**Task inputs:**
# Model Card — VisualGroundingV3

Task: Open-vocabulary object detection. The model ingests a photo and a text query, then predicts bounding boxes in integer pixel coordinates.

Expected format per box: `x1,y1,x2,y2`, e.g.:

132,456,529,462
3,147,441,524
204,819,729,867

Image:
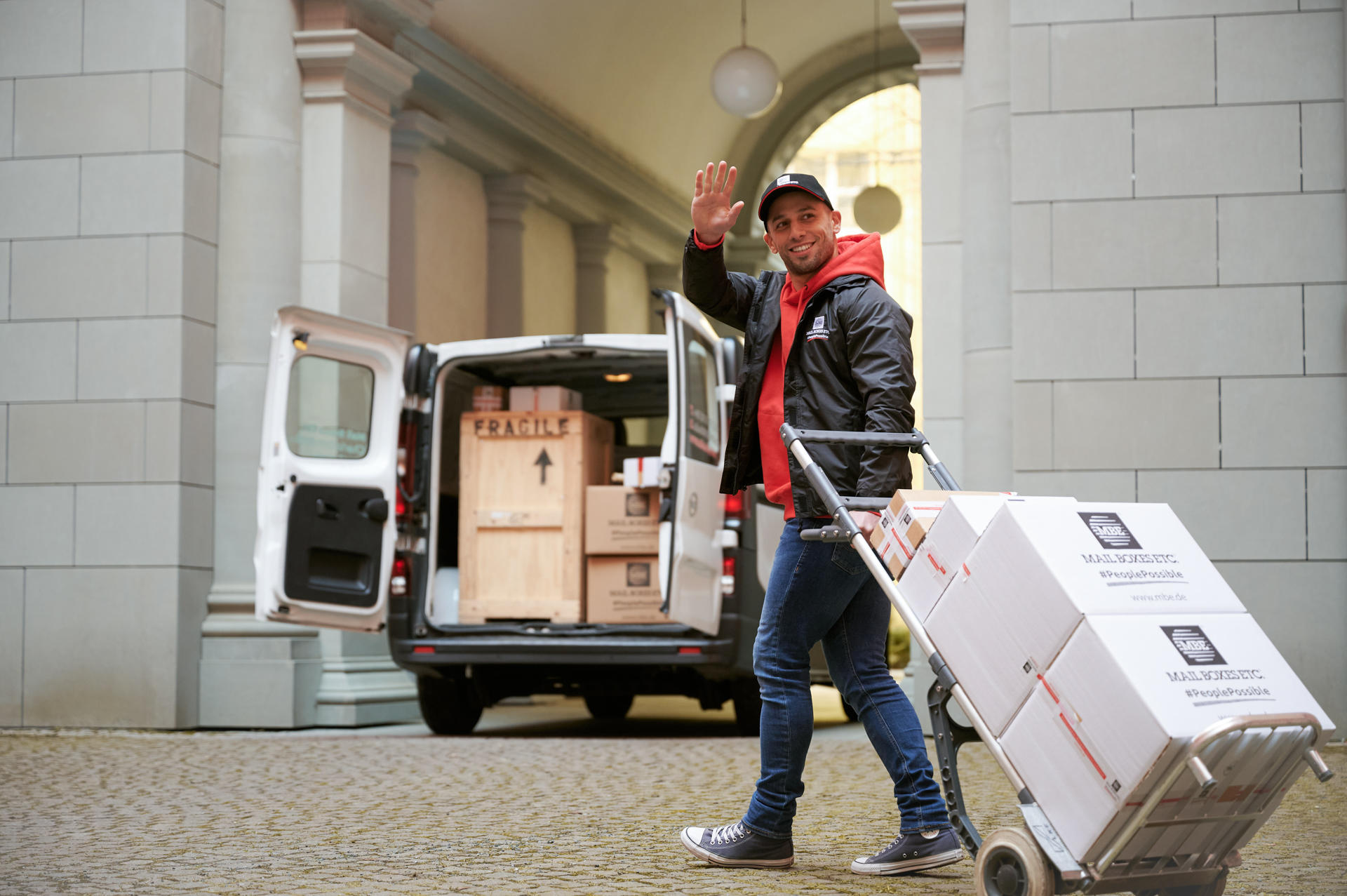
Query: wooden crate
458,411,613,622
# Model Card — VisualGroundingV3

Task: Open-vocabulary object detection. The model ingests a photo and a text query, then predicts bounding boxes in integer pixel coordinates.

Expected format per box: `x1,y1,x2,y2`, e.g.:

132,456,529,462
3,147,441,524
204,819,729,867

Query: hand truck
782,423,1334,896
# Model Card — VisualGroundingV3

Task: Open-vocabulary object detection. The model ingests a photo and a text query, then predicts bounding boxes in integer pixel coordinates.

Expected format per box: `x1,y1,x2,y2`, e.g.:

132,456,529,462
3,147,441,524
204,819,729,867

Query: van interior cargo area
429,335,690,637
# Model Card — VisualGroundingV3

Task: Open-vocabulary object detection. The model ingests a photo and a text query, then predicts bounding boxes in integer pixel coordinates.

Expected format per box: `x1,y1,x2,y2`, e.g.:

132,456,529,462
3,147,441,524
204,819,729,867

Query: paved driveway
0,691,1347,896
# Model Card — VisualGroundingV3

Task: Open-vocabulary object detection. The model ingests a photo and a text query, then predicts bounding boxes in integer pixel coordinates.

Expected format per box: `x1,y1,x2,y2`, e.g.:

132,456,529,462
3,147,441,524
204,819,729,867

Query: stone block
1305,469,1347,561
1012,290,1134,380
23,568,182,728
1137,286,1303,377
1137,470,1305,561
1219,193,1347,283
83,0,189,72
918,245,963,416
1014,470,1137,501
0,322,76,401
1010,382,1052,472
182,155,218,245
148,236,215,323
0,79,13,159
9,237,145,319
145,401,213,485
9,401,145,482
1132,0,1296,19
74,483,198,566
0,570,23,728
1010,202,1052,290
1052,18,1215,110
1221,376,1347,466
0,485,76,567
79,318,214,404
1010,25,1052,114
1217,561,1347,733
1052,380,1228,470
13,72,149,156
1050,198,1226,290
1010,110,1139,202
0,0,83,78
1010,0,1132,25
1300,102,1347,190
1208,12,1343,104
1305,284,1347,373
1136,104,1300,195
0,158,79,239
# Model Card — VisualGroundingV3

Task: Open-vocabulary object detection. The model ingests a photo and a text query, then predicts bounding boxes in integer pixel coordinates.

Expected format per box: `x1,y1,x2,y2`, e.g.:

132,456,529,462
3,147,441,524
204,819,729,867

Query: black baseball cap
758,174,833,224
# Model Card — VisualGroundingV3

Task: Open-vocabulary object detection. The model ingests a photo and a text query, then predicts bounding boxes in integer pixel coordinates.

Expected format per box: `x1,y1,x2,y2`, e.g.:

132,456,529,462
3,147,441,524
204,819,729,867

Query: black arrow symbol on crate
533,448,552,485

...

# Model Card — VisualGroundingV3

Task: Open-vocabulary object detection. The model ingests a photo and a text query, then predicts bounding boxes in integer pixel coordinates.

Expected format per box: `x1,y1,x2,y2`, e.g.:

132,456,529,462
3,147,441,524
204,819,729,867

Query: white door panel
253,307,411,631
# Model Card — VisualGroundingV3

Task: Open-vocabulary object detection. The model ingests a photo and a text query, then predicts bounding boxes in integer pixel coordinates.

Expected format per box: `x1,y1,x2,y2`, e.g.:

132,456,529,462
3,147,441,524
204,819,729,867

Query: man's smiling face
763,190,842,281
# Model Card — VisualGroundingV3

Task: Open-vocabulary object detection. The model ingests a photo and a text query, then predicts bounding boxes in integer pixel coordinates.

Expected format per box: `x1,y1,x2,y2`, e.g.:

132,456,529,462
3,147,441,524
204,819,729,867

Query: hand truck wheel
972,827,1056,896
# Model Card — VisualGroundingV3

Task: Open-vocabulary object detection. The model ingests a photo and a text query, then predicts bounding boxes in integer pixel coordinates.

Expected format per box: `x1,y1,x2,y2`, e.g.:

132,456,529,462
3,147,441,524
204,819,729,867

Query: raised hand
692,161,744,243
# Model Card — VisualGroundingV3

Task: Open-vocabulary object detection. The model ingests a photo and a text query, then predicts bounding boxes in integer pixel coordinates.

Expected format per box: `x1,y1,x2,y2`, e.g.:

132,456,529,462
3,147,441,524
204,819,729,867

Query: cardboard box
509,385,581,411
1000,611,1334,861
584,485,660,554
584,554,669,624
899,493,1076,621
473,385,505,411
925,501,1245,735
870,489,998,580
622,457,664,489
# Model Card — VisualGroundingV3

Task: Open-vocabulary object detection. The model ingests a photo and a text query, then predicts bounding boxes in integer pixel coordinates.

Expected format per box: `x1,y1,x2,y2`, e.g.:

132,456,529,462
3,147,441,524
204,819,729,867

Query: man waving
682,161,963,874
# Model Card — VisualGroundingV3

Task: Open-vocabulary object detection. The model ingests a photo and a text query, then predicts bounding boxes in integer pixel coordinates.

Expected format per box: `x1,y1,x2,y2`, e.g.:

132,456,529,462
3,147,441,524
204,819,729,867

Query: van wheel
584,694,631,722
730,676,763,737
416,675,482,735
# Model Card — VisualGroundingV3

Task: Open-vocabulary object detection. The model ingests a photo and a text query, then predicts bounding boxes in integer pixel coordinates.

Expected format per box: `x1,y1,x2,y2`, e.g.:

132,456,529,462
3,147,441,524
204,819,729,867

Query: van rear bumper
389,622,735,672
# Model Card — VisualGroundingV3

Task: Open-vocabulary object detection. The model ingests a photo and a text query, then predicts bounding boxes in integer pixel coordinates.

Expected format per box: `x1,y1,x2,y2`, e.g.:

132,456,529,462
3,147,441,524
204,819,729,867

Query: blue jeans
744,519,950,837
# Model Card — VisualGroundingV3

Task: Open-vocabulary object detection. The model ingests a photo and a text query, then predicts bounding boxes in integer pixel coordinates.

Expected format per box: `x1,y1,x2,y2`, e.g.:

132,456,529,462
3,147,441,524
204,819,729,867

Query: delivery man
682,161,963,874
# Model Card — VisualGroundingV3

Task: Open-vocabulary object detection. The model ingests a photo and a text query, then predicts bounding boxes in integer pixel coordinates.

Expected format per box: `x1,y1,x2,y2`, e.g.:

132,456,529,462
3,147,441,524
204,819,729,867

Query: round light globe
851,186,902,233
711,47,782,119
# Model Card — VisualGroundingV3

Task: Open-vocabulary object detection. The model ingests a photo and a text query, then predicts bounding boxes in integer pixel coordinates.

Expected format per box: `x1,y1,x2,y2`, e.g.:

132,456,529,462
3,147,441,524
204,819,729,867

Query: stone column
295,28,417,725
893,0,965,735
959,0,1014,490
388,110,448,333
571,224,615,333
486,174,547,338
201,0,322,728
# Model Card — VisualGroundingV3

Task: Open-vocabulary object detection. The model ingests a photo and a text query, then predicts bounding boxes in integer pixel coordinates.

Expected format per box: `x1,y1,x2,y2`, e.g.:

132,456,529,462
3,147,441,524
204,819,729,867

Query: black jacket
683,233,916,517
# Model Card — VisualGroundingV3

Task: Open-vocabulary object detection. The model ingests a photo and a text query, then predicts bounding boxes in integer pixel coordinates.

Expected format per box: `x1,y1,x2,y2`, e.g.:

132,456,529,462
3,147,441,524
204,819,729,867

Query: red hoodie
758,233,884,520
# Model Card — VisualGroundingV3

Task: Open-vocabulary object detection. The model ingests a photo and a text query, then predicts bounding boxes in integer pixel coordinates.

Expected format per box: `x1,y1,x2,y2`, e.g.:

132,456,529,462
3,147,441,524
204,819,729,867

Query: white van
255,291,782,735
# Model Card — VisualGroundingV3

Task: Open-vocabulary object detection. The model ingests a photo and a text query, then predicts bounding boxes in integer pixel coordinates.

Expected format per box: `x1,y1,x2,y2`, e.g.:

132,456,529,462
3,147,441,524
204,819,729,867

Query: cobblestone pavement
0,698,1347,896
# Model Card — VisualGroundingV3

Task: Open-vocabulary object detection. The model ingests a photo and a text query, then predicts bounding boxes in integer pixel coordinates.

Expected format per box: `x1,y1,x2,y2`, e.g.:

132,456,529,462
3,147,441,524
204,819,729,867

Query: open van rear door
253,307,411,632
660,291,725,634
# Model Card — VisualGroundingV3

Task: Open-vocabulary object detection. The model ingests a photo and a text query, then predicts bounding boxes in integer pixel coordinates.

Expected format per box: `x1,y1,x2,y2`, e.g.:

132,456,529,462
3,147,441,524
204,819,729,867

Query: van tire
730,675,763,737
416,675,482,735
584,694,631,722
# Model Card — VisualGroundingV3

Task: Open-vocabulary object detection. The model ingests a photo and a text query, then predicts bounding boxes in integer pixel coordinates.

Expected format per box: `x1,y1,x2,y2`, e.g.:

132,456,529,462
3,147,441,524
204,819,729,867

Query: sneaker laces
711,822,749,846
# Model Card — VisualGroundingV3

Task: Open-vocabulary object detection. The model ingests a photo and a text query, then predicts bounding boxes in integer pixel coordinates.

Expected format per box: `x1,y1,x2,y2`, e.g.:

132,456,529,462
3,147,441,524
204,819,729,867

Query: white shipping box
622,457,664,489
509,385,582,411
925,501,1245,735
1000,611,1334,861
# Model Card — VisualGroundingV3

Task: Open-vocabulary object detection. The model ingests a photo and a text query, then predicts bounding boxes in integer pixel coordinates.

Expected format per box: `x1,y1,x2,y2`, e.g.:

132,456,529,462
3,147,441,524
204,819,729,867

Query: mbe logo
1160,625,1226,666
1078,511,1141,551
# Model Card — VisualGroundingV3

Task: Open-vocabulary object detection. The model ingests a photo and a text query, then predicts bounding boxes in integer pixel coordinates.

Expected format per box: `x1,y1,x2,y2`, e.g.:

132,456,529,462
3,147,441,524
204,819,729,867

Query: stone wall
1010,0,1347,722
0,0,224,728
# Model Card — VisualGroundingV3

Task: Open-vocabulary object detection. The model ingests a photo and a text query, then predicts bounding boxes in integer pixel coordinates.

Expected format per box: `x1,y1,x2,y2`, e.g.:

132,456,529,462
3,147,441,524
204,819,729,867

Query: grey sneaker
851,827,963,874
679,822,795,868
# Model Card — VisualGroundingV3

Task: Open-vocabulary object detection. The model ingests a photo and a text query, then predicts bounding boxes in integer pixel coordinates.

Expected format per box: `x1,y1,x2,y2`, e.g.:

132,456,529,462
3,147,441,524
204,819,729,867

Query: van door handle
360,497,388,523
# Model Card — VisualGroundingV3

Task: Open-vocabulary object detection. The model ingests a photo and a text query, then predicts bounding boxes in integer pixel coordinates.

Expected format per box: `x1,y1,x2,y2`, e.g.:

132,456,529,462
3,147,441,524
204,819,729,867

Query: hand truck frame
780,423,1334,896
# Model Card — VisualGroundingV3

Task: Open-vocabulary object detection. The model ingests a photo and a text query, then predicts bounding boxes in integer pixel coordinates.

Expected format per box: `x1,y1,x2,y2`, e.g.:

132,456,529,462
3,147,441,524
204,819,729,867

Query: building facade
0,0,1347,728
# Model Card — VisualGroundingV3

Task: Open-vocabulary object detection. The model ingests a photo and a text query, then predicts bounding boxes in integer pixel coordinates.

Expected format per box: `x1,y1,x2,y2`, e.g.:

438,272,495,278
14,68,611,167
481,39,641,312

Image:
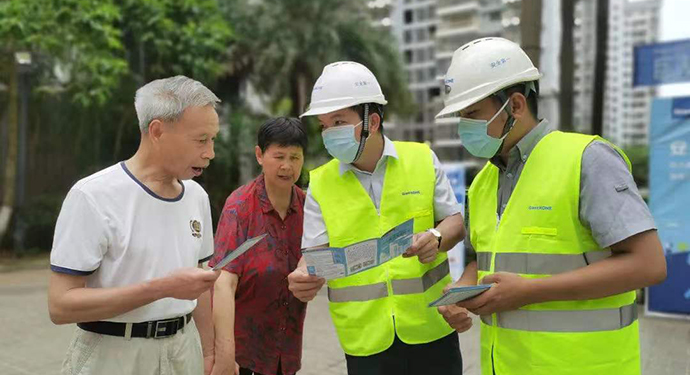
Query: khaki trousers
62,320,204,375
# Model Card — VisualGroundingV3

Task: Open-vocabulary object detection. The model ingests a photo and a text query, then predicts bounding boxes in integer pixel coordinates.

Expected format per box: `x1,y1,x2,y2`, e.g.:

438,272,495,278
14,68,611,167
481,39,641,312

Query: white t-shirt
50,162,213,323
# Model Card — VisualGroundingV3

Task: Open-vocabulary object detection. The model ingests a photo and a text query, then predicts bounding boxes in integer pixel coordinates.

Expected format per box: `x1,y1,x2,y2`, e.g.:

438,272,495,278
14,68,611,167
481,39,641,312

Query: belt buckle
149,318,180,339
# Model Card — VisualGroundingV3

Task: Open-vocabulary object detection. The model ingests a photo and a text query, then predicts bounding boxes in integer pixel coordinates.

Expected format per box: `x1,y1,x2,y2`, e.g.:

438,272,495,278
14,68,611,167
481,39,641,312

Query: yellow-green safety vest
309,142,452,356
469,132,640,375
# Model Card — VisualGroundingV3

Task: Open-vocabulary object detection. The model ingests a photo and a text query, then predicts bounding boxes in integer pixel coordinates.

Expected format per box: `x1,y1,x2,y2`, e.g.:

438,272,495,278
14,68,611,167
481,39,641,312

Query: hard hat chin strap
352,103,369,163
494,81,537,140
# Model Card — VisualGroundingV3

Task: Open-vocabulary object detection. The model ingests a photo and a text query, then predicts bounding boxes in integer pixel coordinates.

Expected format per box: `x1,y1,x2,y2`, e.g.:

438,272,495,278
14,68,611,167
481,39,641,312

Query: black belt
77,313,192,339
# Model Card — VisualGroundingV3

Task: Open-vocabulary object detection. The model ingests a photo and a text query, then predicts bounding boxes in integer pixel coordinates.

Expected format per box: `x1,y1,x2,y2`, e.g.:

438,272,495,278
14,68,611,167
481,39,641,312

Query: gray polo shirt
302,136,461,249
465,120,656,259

...

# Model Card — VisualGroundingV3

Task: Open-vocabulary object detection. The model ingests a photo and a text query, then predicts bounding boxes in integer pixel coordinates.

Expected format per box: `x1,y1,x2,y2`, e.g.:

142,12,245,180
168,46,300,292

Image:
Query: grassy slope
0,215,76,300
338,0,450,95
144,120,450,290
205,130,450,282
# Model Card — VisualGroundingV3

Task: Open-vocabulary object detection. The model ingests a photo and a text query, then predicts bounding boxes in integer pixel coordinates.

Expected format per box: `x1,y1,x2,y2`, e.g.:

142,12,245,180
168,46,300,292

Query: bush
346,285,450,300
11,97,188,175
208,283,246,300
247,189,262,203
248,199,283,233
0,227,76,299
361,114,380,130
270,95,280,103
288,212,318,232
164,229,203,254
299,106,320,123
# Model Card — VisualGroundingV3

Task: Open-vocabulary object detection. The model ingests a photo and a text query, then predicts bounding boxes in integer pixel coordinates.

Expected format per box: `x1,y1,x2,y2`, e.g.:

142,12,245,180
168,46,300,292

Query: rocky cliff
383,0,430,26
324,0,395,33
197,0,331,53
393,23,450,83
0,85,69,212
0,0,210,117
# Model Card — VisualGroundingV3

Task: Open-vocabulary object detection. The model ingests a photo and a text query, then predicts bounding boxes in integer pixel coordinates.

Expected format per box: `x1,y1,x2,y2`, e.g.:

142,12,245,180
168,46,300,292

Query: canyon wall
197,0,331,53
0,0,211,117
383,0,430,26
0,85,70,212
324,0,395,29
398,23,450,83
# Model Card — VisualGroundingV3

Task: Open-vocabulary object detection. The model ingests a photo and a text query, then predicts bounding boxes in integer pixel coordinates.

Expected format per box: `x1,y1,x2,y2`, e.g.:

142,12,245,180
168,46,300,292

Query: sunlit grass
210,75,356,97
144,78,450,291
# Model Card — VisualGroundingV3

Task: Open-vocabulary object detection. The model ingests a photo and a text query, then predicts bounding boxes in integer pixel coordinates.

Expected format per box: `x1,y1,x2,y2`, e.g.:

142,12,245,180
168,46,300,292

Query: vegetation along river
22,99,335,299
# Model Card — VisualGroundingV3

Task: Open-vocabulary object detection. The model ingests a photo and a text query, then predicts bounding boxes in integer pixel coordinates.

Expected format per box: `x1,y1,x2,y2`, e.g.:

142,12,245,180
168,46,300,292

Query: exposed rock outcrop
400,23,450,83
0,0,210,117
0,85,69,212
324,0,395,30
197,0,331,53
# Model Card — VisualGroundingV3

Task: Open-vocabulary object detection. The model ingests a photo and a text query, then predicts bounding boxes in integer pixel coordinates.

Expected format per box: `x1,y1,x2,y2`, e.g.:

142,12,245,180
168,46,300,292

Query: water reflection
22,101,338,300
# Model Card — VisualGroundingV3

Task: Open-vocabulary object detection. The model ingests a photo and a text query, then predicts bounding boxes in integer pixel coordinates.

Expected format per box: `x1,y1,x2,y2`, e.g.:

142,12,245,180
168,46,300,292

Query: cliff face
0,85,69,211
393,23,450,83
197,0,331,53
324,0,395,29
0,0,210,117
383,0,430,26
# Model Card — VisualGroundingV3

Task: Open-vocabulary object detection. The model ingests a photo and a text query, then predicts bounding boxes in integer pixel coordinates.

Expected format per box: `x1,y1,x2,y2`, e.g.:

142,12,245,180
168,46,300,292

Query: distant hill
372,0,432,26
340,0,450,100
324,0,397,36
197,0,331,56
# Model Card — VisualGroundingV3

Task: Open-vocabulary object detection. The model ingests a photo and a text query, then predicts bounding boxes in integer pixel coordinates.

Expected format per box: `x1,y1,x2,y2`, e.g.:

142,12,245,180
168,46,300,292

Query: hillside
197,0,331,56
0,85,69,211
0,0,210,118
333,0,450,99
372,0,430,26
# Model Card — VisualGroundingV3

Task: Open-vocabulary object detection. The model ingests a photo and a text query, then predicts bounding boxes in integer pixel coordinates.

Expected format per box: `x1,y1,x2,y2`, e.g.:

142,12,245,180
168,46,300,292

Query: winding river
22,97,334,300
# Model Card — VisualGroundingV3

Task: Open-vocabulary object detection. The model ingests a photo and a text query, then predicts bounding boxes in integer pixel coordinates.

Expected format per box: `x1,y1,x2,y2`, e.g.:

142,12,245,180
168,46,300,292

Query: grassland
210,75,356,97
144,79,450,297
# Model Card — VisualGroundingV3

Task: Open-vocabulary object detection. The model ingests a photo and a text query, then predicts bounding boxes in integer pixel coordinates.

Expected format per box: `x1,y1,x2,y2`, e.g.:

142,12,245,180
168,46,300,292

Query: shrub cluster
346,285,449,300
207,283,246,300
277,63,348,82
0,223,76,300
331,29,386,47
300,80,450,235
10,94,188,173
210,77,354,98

**What the task requires:** Report how many lines in the entries above contain the word "river". Give only the number.

**Solution to this task:** 2